3.1. Lower Troposphere
 Figure 2 compares an early morning ozone sounding (1100 UTC/0600 LST) on 14 July 2004 at Egbert, Ontario, with the predicted ozone profiles from the five model versions for that time and location (obtained by bilinear interpolation in the horizontal). The sharp transition in ozone concentration in the vertical from the surface through the nocturnal inversion to the residual layer above is captured by the models, although in all cases the vertical gradient is apparently overestimated. This may be due in part to the response time of the ozone sensor (see section 2.l), since this will tend to smooth the observed profile. The vertical gradient of the true ozone profile below 500 m may therefore more closely resemble that forecast by the models than it would appear from this comparison. However, all the models forecast higher ozone than is observed between 500 and 1000 m. The two CHRONOS runs also reproduce the secondary feature at 2000 m.
 Figure 3 shows an evening sounding (2300 UTC/1900 LST) on 30 July at Sable Island, Nova Scotia. The boundary layer transition in the vertical is less pronounced for this case. The three AURAMS runs predict this low-level feature well, though two are biased low overall and one high overall. The two CHRONOS runs, on the other hand, predict much more pronounced PBL effects than are seen in the measurements. On the other hand, all of the models are low, relative to the sonde, above 3000 m. Similar behavior above 3000 m is apparent in Figures 4–7, and as discussed in section 3.2 this bias becomes more pronounced at higher altitudes.

=== Information provided ===
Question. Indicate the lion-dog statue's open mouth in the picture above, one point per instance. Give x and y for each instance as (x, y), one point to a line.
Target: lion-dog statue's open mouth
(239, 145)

=== What to work on ===
- a) Answer these questions using the ozone sounding text.
(i) Where and on what date was the early morning sounding in Figure 2 taken?
(ii) Between which altitudes do all the models forecast higher ozone than is observed in that morning sounding?
(iii) Above what altitude are all of the models low relative to the sonde in the Sable Island sounding?
- b) Supply the next passage of the ozone sounding text, picking up after its final sentence.
The data above come from a source unrelated to the ozone sounding text.

=== Per-task answers ===
- a)
(i) Egbert, Ontario, on 14 July 2004.
(ii) Between 500 and 1000 m.
(iii) Above 3000 m.

- b)
 An early afternoon sounding (1700 UTC/1300 LST) on 30 July at Yarmouth, Nova Scotia (Figure 4), shows a shallow layer of high ozone molar mixing ratio at 500 m, just above the top of the marine boundary layer. The two CHRONOS runs predict this feature fairly well, with the operational version (CHRONOS-OP) doing a somewhat better job of reproducing the narrowness of the layer, while the version with assimilation of surface ozone data (CHRONOS-SDA) correctly places the altitude of the layer. The three AURAMS runs are all quite different among themselves but all predict a broader feature and all are biased low.
 In Figure 5 the early afternoon ozone profile (2000 UTC/1400 LST) for 16 July at Huntsville, Alabama shows a deep (2 km) boundary layer of photochemically produced ozone. All five model versions predict large ozone production in this layer, and all get the PBL depth about right, but none predicts the ozone increase from the surface to 1500 m. As a result the AURAMS run results are much closer to the sonde measurement at the surface, whereas the CHRONOS run results are close to the sonde value at the top of the PBL (1500 m). All of the models underpredict ozone values above 3000 m, the AURAMS runs especially so.
 Some of the sites near the ocean (Narragansett, RHBrown) appear also to be subject to daylight titration under certain conditions (temperature inversions, clouds or fog). A dramatic example of this was observed at Narragansett on 28 July (Figure 6). Interesting, three of the model runs (AURAMS-NEW, CHRONOS-OP and CHRONOS-SDA) appear to reproduce this, although the predicted loss is only half that observed. The assimilation of surface ozone data appears to have helped the CHRONOS profile very little in this case, probably because the titration is a transient phenomenon.
 In Figure 7, the early afternoon sounding (1900 UTC/1400 LST) for 7 July at Wallops Island, Virginia shows a very complex, multilayered ozone profile. Four of the model versions predict the ozone maximum at 700 m. One run (CHRONOS-SDA) also shows some indication of the secondary peak at 2000 m. The AURAMS-NEW profile is quite different from the others and does not predict any layering above 500 m.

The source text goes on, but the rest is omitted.